(Entries for bounding box labeling)
● ● ● ●
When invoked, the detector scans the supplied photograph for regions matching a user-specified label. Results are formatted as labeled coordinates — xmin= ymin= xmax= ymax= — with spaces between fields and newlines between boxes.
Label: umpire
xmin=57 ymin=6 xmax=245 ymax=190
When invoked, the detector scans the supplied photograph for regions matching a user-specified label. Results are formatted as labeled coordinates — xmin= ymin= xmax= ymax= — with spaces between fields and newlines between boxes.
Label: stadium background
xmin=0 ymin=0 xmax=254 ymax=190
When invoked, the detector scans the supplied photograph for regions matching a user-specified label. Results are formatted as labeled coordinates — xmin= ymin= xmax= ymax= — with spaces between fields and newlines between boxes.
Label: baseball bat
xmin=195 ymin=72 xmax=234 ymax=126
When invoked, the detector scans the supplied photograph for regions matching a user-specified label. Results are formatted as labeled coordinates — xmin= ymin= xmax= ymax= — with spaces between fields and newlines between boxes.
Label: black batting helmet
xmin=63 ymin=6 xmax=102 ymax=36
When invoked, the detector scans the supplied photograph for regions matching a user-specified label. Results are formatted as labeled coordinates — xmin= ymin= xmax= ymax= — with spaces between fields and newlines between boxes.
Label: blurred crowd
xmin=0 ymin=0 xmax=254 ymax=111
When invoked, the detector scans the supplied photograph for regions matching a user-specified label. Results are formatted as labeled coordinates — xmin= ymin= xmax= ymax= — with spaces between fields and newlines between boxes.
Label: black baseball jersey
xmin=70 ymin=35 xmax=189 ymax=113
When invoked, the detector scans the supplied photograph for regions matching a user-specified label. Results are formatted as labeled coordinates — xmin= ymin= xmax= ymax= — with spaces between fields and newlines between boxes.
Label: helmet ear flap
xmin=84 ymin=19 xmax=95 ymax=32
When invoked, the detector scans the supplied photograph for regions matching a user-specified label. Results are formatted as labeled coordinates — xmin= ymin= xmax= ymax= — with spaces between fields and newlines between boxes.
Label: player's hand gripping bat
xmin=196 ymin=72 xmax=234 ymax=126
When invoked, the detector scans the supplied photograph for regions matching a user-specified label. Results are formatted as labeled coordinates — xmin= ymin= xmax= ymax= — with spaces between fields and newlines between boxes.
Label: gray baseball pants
● ● ● ●
Your goal
Rewrite the data from its first line through the line containing "xmin=57 ymin=6 xmax=245 ymax=190", both ends included, and keep the request lines unchanged. Raise every coordinate in the answers by 127.

Solution
When invoked, the detector scans the supplied photograph for regions matching a user-specified label. Results are formatted as labeled coordinates — xmin= ymin= xmax= ymax= — with spaces between fields and newlines between boxes.
Label: umpire
xmin=184 ymin=133 xmax=372 ymax=317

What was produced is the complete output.